#### Text:
Start

* [AARCH64] Adding constant folding for __builtin_fmulx* with scalar 32 and 64 bit arguments
@ 2015-11-09 11:40 Bilyan Borisov
2015-11-23 14:35 ` James Greenhalgh
0 siblings, 1 reply; 2+ messages in thread
From: Bilyan Borisov @ 2015-11-09 11:40 UTC (permalink / raw)
To: gcc-patches
[-- Attachment #1: Type: text/plain, Size: 1026 bytes --]
This patch adds an extension to aarch64_gimple_fold_builtin () that does
constant folding on __builtin_fmulx* calls for 32 and 64 bit floating point
scalar modes. We fold when both arguments are constant, as well as when only one
is. The special cases of 0*inf, -0*inf, 0*-inf, and -0*-inf are also
handled. The case for vector constant arguments will be dealt with in a future
patch since the tests for that would be obscure and would unnecessarily
complicate this patch.

End

#### Data:

Start

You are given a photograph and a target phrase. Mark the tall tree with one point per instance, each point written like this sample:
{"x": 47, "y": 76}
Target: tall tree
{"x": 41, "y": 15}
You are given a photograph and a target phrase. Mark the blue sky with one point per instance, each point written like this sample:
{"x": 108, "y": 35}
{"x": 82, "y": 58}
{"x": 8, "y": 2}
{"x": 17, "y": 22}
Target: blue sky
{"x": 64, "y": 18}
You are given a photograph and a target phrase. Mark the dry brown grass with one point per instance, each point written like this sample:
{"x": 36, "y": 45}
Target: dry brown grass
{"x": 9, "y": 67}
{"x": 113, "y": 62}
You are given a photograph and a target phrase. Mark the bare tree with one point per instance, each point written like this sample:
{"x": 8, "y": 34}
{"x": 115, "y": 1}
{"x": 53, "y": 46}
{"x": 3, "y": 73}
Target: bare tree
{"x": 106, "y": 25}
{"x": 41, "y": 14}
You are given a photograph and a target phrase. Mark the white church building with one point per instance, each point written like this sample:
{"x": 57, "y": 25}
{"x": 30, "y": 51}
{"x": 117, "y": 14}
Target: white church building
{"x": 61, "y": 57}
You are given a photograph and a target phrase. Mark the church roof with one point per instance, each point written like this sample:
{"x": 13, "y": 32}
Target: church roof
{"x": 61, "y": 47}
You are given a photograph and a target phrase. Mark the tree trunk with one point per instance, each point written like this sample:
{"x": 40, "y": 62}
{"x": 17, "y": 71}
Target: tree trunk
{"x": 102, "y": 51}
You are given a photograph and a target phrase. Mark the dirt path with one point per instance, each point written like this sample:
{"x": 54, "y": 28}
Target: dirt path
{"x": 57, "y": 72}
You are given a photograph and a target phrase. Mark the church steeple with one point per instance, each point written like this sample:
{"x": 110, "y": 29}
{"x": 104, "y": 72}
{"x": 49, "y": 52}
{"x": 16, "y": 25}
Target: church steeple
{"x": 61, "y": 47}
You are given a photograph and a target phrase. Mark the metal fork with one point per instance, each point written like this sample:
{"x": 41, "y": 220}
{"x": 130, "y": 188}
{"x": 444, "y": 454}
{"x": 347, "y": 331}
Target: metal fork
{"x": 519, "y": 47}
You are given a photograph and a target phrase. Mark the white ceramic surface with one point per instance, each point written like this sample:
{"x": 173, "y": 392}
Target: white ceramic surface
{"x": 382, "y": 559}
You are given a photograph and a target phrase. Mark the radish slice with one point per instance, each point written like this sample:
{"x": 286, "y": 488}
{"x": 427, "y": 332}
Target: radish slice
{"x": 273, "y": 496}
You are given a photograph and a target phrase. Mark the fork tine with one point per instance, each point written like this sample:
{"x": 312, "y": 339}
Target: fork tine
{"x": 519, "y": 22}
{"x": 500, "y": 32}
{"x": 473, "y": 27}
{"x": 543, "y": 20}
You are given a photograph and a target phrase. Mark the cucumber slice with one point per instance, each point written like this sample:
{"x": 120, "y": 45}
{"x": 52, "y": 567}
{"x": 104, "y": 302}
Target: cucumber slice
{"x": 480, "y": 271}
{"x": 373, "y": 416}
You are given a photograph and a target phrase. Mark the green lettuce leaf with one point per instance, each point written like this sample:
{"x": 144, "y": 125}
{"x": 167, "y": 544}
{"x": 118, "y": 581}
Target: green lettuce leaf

End

#### List of tasks:
a) Update the records, from the line containing "Mark the radish" through the end of the records, by replacing "cucumber slice" with "zucchini slice" and leaving everything else unchanged.
b) Carry the message about constant folding for __builtin_fmulx on AArch64 forward from its last sentence.

#### The replies:
a)
You are given a photograph and a target phrase. Mark the radish slice with one point per instance, each point written like this sample:
{"x": 286, "y": 488}
{"x": 427, "y": 332}
Target: radish slice
{"x": 273, "y": 496}
You are given a photograph and a target phrase. Mark the fork tine with one point per instance, each point written like this sample:
{"x": 312, "y": 339}
Target: fork tine
{"x": 519, "y": 22}
{"x": 500, "y": 32}
{"x": 473, "y": 27}
{"x": 543, "y": 20}
You are given a photograph and a target phrase. Mark the zucchini slice with one point per instance, each point written like this sample:
{"x": 120, "y": 45}
{"x": 52, "y": 567}
{"x": 104, "y": 302}
Target: zucchini slice
{"x": 480, "y": 271}
{"x": 373, "y": 416}
You are given a photograph and a target phrase. Mark the green lettuce leaf with one point per instance, each point written like this sample:
{"x": 144, "y": 125}
{"x": 167, "y": 544}
{"x": 118, "y": 581}
Target: green lettuce leaf

b)
Added tests to check for proper handling of constant folding. Tested on targets
aarch64-none-elf and aarch64_be-none-elf.
---
gcc/
2015-XX-XX Bilyan Borisov <bilyan.borisov@arm.com>
* config/aarch64/aarch64-builtins.c (aarch64_gimple_fold_builtin): Added
constant folding.
gcc/testsuite/
2015-XX-XX Bilyan Borisov <bilyan.borisov@arm.com>
* gcc.target/aarch64/simd/vmulx.x: New.
* gcc.target/aarch64/simd/vmulx_f64_2.c: Likewise.
* gcc.target/aarch64/simd/vmulxd_f64_2.c: Likewise.
* gcc.target/aarch64/simd/vmulxs_f32_2.c: Likewise.
[-- Attachment #2: rb4724.patch --]
[-- Type: text/x-patch, Size: 11576 bytes --]
diff --git a/gcc/config/aarch64/aarch64-builtins.c b/gcc/config/aarch64/aarch64-builtins.c
index a1998ed550ac801e4d80baae122bf58e394a563f..339054d344900c942d5ce7c047479de3bbb4e61b 100644
--- a/gcc/config/aarch64/aarch64-builtins.c
+++ b/gcc/config/aarch64/aarch64-builtins.c
@@ -1362,7 +1362,7 @@ aarch64_gimple_fold_builtin (gimple_stmt_iterator *gsi)
if (fndecl)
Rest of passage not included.